> [What is needed]
Set out every line of the entries as a numbered list, omitting any blank lines.

Dataset items:
_ _ _ _ _

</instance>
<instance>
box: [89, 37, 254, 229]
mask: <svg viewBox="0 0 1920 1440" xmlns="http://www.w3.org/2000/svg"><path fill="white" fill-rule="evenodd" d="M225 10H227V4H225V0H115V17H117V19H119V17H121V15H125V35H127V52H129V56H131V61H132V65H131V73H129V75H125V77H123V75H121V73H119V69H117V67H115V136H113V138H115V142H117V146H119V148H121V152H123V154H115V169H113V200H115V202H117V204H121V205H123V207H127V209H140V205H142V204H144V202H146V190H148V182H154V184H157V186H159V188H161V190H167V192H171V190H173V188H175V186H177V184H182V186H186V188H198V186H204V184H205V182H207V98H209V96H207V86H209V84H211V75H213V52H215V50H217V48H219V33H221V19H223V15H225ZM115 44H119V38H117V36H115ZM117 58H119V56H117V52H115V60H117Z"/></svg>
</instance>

_ _ _ _ _

> [Response]
1. </instance>
2. <instance>
3. box: [89, 37, 254, 229]
4. mask: <svg viewBox="0 0 1920 1440" xmlns="http://www.w3.org/2000/svg"><path fill="white" fill-rule="evenodd" d="M225 10H227V4H225V0H115V17H117V19H119V17H121V15H125V35H127V52H129V56H131V61H132V65H131V73H129V75H125V77H123V75H121V73H119V69H117V67H115V136H113V138H115V142H117V146H119V148H121V152H123V154H115V169H113V200H115V202H117V204H121V205H123V207H127V209H140V205H142V204H144V202H146V190H148V182H154V184H157V186H159V188H161V190H167V192H171V190H173V188H175V186H177V184H182V186H186V188H198V186H204V184H205V182H207V98H209V96H207V86H209V84H211V75H213V52H215V50H217V48H219V33H221V19H223V15H225ZM115 44H119V38H117V36H115ZM117 58H119V56H117V52H115V60H117Z"/></svg>
5. </instance>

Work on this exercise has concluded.